### PAGE TEXT ###
Most people who make a claim on their health insurance never worry about how and when the bill will be paid.

However, sometimes the insurer delays payment to the provider. This can cause anxiety for the patient if the doctor demands prompt reimbursement for services.

delayed-health-insurance-claim In fact, that situation is not unusual, says Amy Bach, executive director at the nonprofit consumer advocacy group United Policyholders.

"It is quite common, and I think it's going to become more common until health care reform shakes out," she says.

What causes a health insurance claim delay?

Sometimes, delays are the result of an insurer investigating a claim, and deciding that it doesn’t fall within the health plan's scope of coverage.

But in many other cases, delays are the result of miscommunication. Because every health care plan has its own internal billing guidelines and coding procedures, information doesn't always flow smoothly between providers and insurers.

Health reform may make the situation worse, at least temporarily. Many people now are turning to health insurance exchanges and buying insurance from new insurers, or getting new plans through their employer.

The flow of information may slow further as insurers form new relationships with new medical providers, she says.

"I'm expecting there to be more delays," Bach says. 

States set the rules

Many states have "prompt pay" laws that require insurance companies to pay a claim within a specified number of days -- usually 30 days -- or be subject to a penalty. However, the rules differ from state to state. For example:

  • In Illinois, insurers must pay claims within 30 days or face a penalty of 9 percent interest per year on the unpaid amount until the payment is made to the medical provider.
  • In Kansas, insurers must pay claims within 30 days or accrue interest penalties of 1 percent per month.
### INFORMATION GIVEN ###
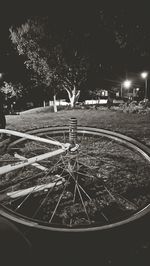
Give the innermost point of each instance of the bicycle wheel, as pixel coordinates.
(102, 182)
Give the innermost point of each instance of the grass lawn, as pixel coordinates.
(133, 125)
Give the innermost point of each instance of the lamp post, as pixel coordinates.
(144, 75)
(126, 84)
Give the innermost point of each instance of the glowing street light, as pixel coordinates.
(144, 75)
(126, 84)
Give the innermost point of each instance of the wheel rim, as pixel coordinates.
(99, 179)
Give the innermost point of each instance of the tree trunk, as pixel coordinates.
(73, 96)
(55, 106)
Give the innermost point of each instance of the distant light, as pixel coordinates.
(127, 83)
(144, 75)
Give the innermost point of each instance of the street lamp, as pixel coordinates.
(144, 75)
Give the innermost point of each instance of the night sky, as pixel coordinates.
(81, 16)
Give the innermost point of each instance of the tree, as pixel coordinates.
(12, 93)
(46, 57)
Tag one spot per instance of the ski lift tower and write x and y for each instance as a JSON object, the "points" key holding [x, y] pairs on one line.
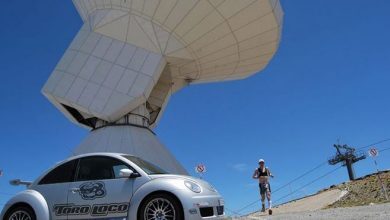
###
WORK TASK A
Answer these questions from the article on delayed health insurance claims.
(i) What position does Amy Bach hold, and at what organization?
(ii) In Illinois, what penalty applies if an insurer does not pay a claim within 30 days?
(iii) In Kansas, at what rate do interest penalties accrue on late claims?
WORK TASK B
Do these statements agree with the article on delayed health insurance claims? Answer yes or no for each and quote the words that decide it.
(i) Bach expects claim delays to become less frequent.
(ii) Each health care plan has its own internal billing guidelines and coding procedures.
(iii) Prompt pay rules are the same in every state.

TASK SOLUTION A
(i) She is executive director at United Policyholders, a nonprofit consumer advocacy group.
(ii) A penalty of 9 percent interest per year on the unpaid amount until the payment is made to the medical provider.
(iii) 1 percent per month.

TASK SOLUTION B
(i) No: "I'm expecting there to be more delays"
(ii) Yes: "every health care plan has its own internal billing guidelines and coding procedures"
(iii) No: "However, the rules differ from state to state."